Activity:
In the document section on the company's resources, which product is the current primary focus for spending resources?

Document section:
The Company currently has adequate resources for the current level of marketing and research and development expenses for the BVA-100 Blood Volume Analyzer as well as capital to sustain its localized semen and blood banking services. The Company may not, at the present time, have adequate resources to expand its marketing force to all areas of the country. The Company is simultaneously expanding its research and development efforts to develop additional instrumentation for renal function testing, specifically glomerular filtration testing. The Company recently explored the potential for raising additional capital but the terms would have been disadvantageous to existing shareholders. The current primary focus is on the BVA-100 Blood Volume Analyzer with respect to expenditure of resources. The Company anticipates hiring additional regional managers to the existing sales/marketing team. It is the goal of the marketing team to develop an individual sales team for each regional manager. The Company is also expanding its support services personnel.

Entries shown:

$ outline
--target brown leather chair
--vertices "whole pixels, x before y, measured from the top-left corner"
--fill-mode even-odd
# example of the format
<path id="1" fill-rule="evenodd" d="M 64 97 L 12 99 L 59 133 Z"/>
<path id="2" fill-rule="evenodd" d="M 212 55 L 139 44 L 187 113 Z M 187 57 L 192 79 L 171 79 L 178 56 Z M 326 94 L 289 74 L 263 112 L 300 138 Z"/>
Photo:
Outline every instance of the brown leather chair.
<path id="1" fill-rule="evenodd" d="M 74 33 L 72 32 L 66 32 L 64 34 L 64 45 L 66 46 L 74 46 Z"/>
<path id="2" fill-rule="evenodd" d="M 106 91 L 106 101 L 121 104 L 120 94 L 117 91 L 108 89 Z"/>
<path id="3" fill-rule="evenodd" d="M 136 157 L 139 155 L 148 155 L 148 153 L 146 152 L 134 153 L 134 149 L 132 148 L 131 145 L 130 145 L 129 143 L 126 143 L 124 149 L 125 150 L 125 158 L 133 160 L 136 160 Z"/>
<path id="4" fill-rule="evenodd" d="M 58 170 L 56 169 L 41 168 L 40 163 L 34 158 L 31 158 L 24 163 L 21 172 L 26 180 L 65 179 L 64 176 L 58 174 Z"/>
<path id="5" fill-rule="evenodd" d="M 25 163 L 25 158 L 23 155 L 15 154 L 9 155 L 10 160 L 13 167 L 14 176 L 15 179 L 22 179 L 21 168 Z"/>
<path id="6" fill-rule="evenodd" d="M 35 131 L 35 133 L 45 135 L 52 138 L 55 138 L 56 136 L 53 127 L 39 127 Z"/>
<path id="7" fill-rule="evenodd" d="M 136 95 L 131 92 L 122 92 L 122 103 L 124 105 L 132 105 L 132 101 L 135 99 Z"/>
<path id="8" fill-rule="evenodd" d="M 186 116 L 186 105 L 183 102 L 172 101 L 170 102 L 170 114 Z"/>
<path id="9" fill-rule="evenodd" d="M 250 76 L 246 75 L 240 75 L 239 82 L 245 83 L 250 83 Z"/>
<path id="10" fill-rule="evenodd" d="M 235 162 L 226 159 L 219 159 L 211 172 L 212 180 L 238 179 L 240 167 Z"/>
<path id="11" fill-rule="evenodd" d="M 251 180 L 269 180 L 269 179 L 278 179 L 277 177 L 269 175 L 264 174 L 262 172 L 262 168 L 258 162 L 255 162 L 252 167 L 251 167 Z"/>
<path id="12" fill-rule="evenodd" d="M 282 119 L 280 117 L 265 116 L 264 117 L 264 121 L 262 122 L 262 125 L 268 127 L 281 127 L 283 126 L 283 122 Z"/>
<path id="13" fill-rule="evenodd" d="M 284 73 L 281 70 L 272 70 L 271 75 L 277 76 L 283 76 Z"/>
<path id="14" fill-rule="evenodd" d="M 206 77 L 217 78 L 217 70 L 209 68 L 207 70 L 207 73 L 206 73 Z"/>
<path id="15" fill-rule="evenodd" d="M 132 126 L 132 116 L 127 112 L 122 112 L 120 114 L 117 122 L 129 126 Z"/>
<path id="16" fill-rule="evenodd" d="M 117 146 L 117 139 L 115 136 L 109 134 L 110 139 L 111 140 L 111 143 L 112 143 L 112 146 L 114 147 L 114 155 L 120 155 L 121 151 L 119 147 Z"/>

Exercise solution:
The BVA-100 Blood Volume Analyzer.